* [Quoted text]

数据库学习笔记

Entity Relationship Model

课程官网：https://www.pdbmbook.com/

Elements of a Database System

database model: consists of various data models
database state: current set of instance
data model: provides a clear and unambiguous description of the data items, their relationships and various data constraints from a particular perspective
- external data model: contains various subsets of the data items in the logical model, also called views, tailored towards the needs of specific applications or groups of users
- conceptual data model: provides a high-level description of the data items with their characteristics and relationships; logical data model: a translation or mapping of the conceptual data model towards a specific implementation environment
- internal data model: represents the data’s physical storage details
catalog: contains the data definitions, or metadata (data that describes other data), of your database application; guarantees consistency
database users
- architect: design conceptual data model
- designer: translate conceptual data model into a logical internal data model
- administrator: responsible for the implementation and monitoring of the database
- application developer: develops database applications in a programming language such as Java or Python
- business user: run applications
database languages
- DDL: data defining language
- DML: data manipulation language
- SQL: structured query language

Architecture of DBMS

connection manager: provides facilities to setup a database connection
security manager verifies whether a user has the right privileges
DDL compiler: ideally 3 compilers, one for each layer; upon successful compilation, DDL compilers registers the data definitions in the catalog
query processor
- DML compiler
- query parser and query rewriter
- query optimizer
- query executor
- storage manager
  - transaction manager
  - buffer manager
  - lock manager
  - recovery manager

Conceptual Data Modeling using Entity Relationship Model

Phases of design:

requirement collection and analysis -> database requirements
-> conceptual design -> conceptual data model
-> logical design -> logical data model
-> physical design -> internal data model

ER (entity relationship) model:

entity types
attribute types
- domain
- key attribute types
- composite attribute types
relationship types
weak entity types
ternary relationship types

Relational Database

Superkey: a subset of attribute types of a relation R with the property that no two tuples in any relation state should have the same combination of values for these attribute types; may have redundant attributes; may not be unique
Candidate key (key): minimal superkey without redundancy; may not be unique
Primary key: selected candidate key used to identify tuples in the relation; unique
Foreign key: primary key from another tuple

Functional Dependency:
A functional dependency X -> Y between two sets of attribute types X and Y, implies that a value of X uniquely determines a value of Y

Normalization Forms

目的：防止不一致现象；防止有效信息被删除；减少冗余

1NF:
Every attribute type of a relation must be atomic and single valued

2NF:
Every non-prime attribute must depend on each whole candidate key, not just part of it. A non-prime attribute is an attribute that is not part of any candidate key of the relation.

* [Required actions]
(a) According to the database notes, what does the internal data model represent?
(b) Decide whether each statement agrees with the database notes, answering yes or no and quoting the words that settle it: (i) A candidate key is a minimal superkey without redundancy. (ii) The connection manager checks whether a user has the right privileges. (iii) A superkey is always unique.
(c) Write a continuation of the database notes, picking up after their final line.
The data after the database notes plays no part in this work.

* [Collected material]
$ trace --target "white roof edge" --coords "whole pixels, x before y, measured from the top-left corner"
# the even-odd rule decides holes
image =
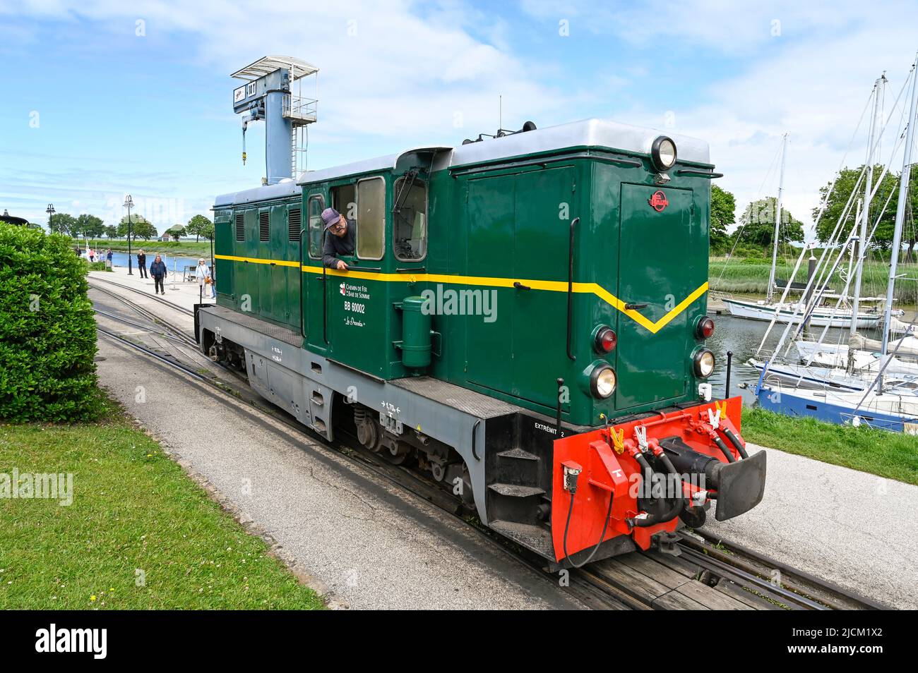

* [Responses to the exercise]
(a) The data's physical storage details.

(b)
(i) Yes: "minimal superkey without redundancy"
(ii) No: "security manager verifies whether a user has the right privileges"
(iii) No: "may not be unique"

(c)
3NF:
消除一个关系中的传递依赖（transitive dependency）

如下表格不符合3NF：

原因：Title->Genre ID->Genre name; Title->Author->AuthorNationality

Boyce-Codd Normal Form (BCNF):
A relational schema R is in Boyce-Codd normal form if and only if for every one of its dependencies X->Y, at least one of the following conditions hold:

X->Y is a trivial functional dependency
X is a superkey for schema R

Trivial dependency: X->Y when y is a subset of X. 用于消除不同的candidate key中的属性互相依赖的情况。

如下表格不符合BCNF：

其中4个属性都属于某个candidate key；court 1的rate type为SAVER和STANDARD，court 2的rate type为PREMIUM-A和PREMIUM-B。
易知Rate type -> Court。

4NF:
Multivalued dependencies: If the column headings in a relational database table are divided into three disjoint groupings X, Y, and Z, then, in the context of a particular row, we can refer to the data beneath each group of headings as x, y, and z respectively. A multivalued dependency X->->Y signifies that if we choose any x actually occurring in the table (call this choice xc), and compile a list of all the xc,y,z combinations that occur in the table, we will find that xc is associated with the same y entries regardless of z
A table is in 4NF if and only if, for every one of its non-trivial multivalued dependencies X->->Y, X is a superkey.

用于消除对于有着X, Y, Z三组属性的关系R中，对于某个X，对任意Y都有相同Z的取值的情况。

如下表格不符合4NF：

原因：对于同一家餐厅而言，它的每个菜品配送范围都是一样的

Mapping a conceptual ER Model to a Relational Model

Mapping entity types

Mapping relationship types

binary 1:1 relationship type
binary 1:n relationship type
binary n:m relationship type
unary and n-ary relationship type

基本SQL语句

基本语法：

SELECT ... FROM ... WHERE ...

别名：SELECT column_name AS column_alias FROM table_name table_alias;

SELECT id AS FROM demo d;

Aggregation Query: COUNT, MAX, MIN

COUNT后可加DISTINCT

GROUP BY：按某一列分组；每一组只返回一个结果。常用于聚合查询；当用于普通查询时，作用类似于DISTINCT。

HAVING: added to SQL because the WHERE keyword cannot be used with aggregate functions. 常与GROUP BY连用。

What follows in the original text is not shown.